** Start of Page extract **

How AI based programming
could work

Benedikt Jenik - July 29, 2016

Preface: this whole thing is (on purpose [1]) written before doing any kind of research into feasibility and whether parts already exist, therefore you should take everything with a grain of salt. While most of it will probably turn out differently, I expect it to be helpful to set a direction for something that could be really interesting and give a few pointers for the way there. So, let's go:

I expect programming to become more declarative and a lot less exact. To elaborate on that, we first need to have a look at how programming works today: you usually have some input or a system state and want to get to a result or another system state. You do this by defining a series of exact steps that gets from the input to the result. Of course, this isn't done directly in system instructions anymore - there are multiple levels of abstraction in between, but all of these abstractions are exactly specified relative to the layer below without any ambiguity. This means we still exactly specify a series of small steps the computer then follows. To summarize: there is the underlying assumption that the only thing a computer should do, is exactly follow a series of steps and if there are none it should do nothing.

There have been attempts to create a way of programming that works without giving exact steps by using a more declarative method involving logic statements and constraints and running deduction or a solver over it. The problem here is that if the program is underspecified deduction may not go anywhere and the solver will give us a lot more in addition to the "correct" / wanted result. If we take a pick it most likely is the wrong one, which brings us to the next underlying assumption: if the program leaves a choice / a degree of freedom it is expected that the computer will not do the right thing.

** End of Page extract **

= Exercise details =
Carry on the essay about how AI-based programming could work, starting right after the paragraph that ends "it is expected that the computer will not do the right thing."

** Start of Recorded information **

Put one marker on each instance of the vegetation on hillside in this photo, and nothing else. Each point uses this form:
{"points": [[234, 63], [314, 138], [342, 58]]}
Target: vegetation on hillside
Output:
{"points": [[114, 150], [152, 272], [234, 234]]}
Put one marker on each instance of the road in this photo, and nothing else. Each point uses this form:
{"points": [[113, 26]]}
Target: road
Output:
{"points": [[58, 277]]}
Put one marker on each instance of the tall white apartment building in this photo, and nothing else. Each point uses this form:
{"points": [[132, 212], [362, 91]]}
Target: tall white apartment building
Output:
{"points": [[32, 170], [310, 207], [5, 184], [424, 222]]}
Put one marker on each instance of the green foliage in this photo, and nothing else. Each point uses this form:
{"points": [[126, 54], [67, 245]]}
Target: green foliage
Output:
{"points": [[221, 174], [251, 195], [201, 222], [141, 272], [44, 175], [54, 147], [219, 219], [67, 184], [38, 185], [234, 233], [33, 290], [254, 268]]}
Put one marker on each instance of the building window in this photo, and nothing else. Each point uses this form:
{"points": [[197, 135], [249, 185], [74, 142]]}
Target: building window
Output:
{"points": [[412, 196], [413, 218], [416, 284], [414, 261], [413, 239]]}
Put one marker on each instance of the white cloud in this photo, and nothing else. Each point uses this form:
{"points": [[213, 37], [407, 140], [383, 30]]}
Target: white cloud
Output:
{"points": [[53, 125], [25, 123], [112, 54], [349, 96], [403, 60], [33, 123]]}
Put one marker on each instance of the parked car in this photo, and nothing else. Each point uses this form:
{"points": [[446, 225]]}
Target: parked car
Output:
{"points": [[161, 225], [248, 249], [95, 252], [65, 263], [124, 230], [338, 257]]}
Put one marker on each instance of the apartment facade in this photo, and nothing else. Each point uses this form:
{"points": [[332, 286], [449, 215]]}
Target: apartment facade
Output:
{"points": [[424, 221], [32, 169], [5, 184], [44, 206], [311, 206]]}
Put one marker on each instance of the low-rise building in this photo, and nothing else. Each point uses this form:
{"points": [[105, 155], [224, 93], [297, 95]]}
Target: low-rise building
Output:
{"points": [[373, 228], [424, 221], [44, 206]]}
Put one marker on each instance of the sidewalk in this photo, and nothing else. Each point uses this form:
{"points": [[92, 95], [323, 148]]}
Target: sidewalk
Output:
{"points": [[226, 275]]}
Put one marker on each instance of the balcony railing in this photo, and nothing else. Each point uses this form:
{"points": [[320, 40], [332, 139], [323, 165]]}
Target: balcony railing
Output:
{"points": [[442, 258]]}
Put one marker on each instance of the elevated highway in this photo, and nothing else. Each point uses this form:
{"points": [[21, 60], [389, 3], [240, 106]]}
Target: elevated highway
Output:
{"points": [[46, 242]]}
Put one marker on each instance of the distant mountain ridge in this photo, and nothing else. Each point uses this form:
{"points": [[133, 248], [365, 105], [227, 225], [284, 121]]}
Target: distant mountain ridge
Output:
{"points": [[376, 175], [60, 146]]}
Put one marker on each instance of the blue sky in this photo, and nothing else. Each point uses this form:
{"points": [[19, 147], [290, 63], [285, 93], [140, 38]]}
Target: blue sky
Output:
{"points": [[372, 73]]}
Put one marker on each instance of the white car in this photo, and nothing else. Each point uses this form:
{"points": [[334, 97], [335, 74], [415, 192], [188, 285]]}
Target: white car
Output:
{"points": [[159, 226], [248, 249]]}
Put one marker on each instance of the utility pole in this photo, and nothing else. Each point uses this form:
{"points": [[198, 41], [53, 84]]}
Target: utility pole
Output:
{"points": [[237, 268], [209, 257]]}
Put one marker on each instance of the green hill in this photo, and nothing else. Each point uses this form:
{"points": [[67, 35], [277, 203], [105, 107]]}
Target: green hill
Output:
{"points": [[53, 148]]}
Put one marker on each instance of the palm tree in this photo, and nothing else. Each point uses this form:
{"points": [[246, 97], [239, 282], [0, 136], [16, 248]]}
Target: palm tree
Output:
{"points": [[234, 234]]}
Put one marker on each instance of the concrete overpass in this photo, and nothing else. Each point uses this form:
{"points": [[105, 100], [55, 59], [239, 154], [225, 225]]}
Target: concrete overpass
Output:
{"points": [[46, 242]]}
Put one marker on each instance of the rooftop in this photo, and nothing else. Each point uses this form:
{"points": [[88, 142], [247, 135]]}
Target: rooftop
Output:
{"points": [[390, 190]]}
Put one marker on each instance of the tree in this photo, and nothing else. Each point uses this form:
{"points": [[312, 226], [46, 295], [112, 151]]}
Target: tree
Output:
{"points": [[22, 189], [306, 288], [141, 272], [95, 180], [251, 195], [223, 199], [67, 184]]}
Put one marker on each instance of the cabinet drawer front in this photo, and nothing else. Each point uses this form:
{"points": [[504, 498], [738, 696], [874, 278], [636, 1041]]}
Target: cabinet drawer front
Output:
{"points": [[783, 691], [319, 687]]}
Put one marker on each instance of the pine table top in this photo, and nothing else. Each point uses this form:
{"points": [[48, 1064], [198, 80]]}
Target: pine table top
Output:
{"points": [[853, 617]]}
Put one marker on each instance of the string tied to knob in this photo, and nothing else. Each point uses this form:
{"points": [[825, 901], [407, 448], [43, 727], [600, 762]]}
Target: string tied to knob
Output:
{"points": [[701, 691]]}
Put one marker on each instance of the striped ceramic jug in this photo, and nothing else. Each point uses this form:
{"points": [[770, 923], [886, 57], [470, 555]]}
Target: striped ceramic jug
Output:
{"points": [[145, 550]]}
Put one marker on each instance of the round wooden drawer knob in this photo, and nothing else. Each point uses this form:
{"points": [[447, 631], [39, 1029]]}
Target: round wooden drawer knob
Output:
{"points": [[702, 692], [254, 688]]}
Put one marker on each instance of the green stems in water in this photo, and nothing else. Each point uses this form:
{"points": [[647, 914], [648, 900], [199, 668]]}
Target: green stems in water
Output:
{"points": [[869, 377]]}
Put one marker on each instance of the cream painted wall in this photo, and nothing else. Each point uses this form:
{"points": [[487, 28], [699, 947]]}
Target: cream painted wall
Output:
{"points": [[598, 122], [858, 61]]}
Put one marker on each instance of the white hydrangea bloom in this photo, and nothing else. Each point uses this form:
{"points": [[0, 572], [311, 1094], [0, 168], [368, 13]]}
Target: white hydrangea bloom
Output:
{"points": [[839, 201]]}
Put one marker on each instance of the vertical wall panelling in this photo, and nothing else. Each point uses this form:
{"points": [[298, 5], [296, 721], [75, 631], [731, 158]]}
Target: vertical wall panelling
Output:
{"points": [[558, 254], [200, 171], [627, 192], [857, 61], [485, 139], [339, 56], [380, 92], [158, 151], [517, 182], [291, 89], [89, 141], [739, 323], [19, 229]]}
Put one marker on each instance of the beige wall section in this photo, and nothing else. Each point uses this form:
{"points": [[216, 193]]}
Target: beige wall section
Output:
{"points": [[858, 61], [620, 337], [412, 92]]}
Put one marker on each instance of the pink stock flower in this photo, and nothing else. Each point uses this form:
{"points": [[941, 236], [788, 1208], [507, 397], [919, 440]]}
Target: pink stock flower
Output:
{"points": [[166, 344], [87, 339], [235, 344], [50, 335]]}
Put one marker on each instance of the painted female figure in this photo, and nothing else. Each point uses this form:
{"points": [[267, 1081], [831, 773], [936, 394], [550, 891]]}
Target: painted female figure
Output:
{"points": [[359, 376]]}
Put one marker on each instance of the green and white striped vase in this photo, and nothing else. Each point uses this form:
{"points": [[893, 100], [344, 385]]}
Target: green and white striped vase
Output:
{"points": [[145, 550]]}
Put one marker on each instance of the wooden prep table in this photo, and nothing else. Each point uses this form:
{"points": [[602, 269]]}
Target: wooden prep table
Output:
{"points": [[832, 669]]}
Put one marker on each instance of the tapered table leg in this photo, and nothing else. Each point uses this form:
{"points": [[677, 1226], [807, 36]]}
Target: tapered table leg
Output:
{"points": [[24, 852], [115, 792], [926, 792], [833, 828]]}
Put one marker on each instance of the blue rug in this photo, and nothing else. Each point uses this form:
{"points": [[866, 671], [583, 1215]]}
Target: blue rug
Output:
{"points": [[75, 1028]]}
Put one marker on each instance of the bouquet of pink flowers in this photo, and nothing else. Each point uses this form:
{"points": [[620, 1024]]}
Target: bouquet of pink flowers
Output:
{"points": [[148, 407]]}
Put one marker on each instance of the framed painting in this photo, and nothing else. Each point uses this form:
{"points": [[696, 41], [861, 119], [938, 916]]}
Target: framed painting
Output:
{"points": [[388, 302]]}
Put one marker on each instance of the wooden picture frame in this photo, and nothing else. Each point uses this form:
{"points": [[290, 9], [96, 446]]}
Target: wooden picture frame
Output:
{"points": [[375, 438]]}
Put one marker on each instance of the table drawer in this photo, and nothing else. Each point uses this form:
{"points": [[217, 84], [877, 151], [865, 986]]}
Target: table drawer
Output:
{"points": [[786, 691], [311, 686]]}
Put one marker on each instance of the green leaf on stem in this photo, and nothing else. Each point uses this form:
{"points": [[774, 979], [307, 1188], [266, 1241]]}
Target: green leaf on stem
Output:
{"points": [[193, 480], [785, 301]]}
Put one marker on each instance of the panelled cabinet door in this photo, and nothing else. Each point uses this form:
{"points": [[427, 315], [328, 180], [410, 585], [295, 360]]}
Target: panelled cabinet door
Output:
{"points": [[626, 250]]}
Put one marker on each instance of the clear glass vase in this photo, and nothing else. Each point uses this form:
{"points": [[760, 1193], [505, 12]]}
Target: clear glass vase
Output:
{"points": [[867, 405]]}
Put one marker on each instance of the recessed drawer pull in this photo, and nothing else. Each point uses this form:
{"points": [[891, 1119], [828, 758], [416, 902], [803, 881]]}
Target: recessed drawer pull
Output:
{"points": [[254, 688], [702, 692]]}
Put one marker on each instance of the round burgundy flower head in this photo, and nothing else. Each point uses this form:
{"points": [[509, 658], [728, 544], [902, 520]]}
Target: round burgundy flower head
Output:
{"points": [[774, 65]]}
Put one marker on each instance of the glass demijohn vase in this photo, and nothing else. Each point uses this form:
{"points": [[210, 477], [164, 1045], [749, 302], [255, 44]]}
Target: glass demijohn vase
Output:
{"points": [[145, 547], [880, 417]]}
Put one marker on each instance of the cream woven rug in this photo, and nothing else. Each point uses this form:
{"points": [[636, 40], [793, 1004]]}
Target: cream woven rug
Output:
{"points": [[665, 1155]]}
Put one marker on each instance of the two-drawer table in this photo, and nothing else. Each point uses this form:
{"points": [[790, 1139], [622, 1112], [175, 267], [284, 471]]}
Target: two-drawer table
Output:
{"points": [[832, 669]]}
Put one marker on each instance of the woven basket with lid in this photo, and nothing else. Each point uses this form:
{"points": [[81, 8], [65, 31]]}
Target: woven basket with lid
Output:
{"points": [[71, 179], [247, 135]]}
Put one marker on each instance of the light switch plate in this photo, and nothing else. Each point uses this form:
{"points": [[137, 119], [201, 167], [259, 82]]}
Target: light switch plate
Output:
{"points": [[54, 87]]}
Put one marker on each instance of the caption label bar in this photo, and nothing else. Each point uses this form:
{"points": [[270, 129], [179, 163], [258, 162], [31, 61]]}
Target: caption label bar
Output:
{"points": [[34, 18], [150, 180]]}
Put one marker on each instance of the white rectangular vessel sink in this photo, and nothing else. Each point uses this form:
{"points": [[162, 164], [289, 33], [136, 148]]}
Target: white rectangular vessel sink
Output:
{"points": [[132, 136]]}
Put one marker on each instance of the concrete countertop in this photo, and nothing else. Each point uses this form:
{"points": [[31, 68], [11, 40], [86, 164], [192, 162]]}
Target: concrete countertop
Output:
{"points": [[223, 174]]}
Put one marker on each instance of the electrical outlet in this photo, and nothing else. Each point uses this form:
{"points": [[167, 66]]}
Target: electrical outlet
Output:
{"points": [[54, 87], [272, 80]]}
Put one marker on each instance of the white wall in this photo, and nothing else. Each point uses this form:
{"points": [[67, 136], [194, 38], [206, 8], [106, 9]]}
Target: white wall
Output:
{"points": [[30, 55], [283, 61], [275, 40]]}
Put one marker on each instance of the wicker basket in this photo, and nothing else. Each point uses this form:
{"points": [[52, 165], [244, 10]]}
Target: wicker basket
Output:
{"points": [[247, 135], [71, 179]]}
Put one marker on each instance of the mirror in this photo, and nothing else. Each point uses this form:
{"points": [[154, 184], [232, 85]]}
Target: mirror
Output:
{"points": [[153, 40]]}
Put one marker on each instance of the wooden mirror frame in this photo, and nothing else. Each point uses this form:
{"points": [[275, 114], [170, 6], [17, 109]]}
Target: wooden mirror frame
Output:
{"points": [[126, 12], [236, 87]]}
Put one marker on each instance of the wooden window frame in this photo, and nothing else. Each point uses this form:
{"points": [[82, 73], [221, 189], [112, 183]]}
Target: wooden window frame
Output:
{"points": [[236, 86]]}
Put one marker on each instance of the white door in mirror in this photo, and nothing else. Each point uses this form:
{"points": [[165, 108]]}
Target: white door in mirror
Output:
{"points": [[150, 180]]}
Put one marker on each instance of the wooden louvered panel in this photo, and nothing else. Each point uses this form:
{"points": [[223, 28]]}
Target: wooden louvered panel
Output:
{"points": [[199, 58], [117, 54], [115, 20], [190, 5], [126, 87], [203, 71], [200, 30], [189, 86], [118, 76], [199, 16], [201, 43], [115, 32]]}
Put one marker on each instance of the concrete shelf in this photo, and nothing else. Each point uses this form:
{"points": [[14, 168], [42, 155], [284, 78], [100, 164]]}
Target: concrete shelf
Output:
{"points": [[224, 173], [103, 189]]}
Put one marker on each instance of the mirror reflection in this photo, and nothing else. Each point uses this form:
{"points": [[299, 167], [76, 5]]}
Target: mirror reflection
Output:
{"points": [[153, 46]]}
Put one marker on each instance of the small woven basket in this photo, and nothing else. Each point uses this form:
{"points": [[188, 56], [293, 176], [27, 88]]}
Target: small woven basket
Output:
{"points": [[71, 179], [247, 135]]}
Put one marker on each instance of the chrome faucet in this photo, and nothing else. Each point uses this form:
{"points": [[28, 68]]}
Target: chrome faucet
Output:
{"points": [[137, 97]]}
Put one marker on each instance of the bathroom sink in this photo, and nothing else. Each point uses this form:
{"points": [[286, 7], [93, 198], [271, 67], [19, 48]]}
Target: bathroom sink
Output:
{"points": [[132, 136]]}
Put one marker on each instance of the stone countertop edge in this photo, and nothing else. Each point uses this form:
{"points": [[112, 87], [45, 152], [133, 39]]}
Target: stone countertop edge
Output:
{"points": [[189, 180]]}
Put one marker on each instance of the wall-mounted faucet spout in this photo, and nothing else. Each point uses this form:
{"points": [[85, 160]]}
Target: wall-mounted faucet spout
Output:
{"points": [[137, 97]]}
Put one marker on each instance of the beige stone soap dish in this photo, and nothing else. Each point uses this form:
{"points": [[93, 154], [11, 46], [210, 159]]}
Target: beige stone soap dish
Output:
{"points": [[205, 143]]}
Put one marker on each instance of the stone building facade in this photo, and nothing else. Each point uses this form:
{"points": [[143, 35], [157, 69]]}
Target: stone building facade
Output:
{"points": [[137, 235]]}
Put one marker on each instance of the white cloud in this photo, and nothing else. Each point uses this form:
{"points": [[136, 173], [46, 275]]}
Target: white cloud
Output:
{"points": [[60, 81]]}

** End of Recorded information **

= Result =
Of course, these assumptions are perfectly valid and reasonable, at least for the computers we have today, the way we program, and the problems we use them for - and a lot are going to stay. But let's have a look beyond that and turn these assumptions around: what if programming wouldn't involve defining exact steps, but instead just roughly defining what we have and what we want and maybe giving a few hints, and having the computer generally do the right thing - wouldn't that be awesome?

Sounds impossible, right? Not necessarily. Let's first have a look at a few things that have been happening in recent years and after that some ideas that could be worth exploring to get there.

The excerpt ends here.